#### [Task goal]
Every entry has to be output exactly, with none skipped.
[Start of Attachment]
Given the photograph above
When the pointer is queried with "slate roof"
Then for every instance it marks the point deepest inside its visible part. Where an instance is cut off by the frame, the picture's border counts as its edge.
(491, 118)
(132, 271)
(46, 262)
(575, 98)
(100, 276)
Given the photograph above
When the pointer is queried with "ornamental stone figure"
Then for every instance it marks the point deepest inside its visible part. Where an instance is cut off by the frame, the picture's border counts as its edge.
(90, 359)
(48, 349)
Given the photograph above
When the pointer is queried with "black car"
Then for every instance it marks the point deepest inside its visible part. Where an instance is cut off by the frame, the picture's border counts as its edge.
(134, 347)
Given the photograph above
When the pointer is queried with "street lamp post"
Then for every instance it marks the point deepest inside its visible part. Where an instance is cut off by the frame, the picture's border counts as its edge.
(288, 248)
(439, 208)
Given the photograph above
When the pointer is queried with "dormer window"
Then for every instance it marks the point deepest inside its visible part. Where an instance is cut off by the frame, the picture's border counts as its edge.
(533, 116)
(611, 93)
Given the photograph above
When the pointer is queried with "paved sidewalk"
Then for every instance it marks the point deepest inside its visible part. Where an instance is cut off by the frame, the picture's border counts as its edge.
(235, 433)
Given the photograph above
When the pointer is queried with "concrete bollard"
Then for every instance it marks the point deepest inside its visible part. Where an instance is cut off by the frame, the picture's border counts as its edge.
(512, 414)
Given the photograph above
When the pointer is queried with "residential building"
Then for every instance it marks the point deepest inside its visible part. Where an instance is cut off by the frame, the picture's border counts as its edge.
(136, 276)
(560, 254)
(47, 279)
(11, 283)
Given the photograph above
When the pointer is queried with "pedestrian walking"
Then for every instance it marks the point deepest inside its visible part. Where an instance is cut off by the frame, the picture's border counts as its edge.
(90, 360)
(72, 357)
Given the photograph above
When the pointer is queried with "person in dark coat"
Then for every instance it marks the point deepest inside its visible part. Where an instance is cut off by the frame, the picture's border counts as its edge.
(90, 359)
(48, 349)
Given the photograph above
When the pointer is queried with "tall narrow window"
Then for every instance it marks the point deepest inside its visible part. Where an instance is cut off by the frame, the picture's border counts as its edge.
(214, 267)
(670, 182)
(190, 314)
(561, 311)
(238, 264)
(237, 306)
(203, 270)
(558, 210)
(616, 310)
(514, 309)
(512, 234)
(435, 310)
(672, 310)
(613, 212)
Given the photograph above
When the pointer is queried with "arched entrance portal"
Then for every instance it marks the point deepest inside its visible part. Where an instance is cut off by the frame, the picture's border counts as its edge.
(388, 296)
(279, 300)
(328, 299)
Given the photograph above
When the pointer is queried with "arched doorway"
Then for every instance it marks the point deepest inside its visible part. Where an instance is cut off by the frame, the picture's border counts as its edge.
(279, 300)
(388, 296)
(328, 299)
[End of Attachment]
#### [Written solution]
Given the photograph above
When the pointer is queried with "slate roof"
Then for every instance it marks the point deepest inside its visible part. Where an instance is cut off by the frame, the picture's border counts as its edge.
(491, 118)
(132, 271)
(46, 262)
(575, 98)
(100, 276)
Given the photograph above
When the pointer is queried with "ornamental stone figure"
Then for every instance it marks the point deepest inside its visible part. Where an instance is cut off by the frame, the picture's border counts as its edge.
(90, 359)
(48, 349)
Given the photograph above
When the pointer is queried with "black car"
Then for every instance it marks the point deepest inside its visible part. Where an instance is cut off by the frame, the picture's border counts as its edge.
(134, 347)
Given the photograph above
When the pointer is queried with "street lamp post"
Then for every instance it marks the point deepest inside its visible part. Where an instance is cut off by the frame, the picture's border counts as its edge.
(288, 248)
(439, 208)
Given the photograph above
When the pointer is queried with "dormer window"
Then for every instance it marks the point deepest inside its visible part. Where an instance is cut off by the frame, the picture's border counts as its edge.
(533, 116)
(611, 93)
Given the photograph above
When the pointer is queried with "paved sidewalk"
Then for every instance it marks the point deepest inside its visible part. Where an instance is cut off by the frame, the picture's border counts as its edge.
(235, 433)
Given the photograph above
When the pointer is queried with "concrete bollard"
Then for every instance it marks the point deepest inside its visible part. Where an instance is cut off by the frame, the picture's border counts as its edge.
(512, 414)
Given the photograph above
When the pointer is queried with "residential building"
Then for every instance it marks the point deepest inside its visible part. Where an instance is cut off by the frame, the picture's border counts as its edge.
(136, 276)
(560, 254)
(47, 279)
(11, 283)
Given the photograph above
When the pointer is queried with "pedestrian walking"
Then for every instance it marks the point deepest inside its visible part. Where an instance is cut off by the frame, the picture's border counts as its edge.
(90, 360)
(72, 357)
Given the photograph above
When the pointer is queried with "person in dark coat"
Then for every instance it marks the point deepest inside its visible part. Where an instance is cut off by the frame, the picture's border counts as its edge.
(90, 359)
(48, 349)
Given the photograph above
When the pointer is queried with "tall narrow window"
Then for every instance it marks the point deepest inside its visible part. Where an instance is cut off by the frame, the picture's border counts as its edge.
(214, 267)
(670, 182)
(190, 314)
(561, 311)
(238, 264)
(237, 306)
(203, 270)
(558, 210)
(616, 310)
(514, 309)
(512, 234)
(435, 310)
(672, 310)
(613, 212)
Given the photograph above
When the pointer is queried with "arched entrance portal"
Then for every instance it marks the point deepest inside its visible part. Where an instance is cut off by the frame, the picture's border counts as its edge.
(388, 296)
(279, 300)
(328, 299)
Given the photograph above
When the pointer is queried with "arched doorway"
Then for every instance it marks the point deepest inside its visible part. Where an instance is cut off by the frame, the picture's border counts as its edge.
(279, 300)
(388, 296)
(328, 299)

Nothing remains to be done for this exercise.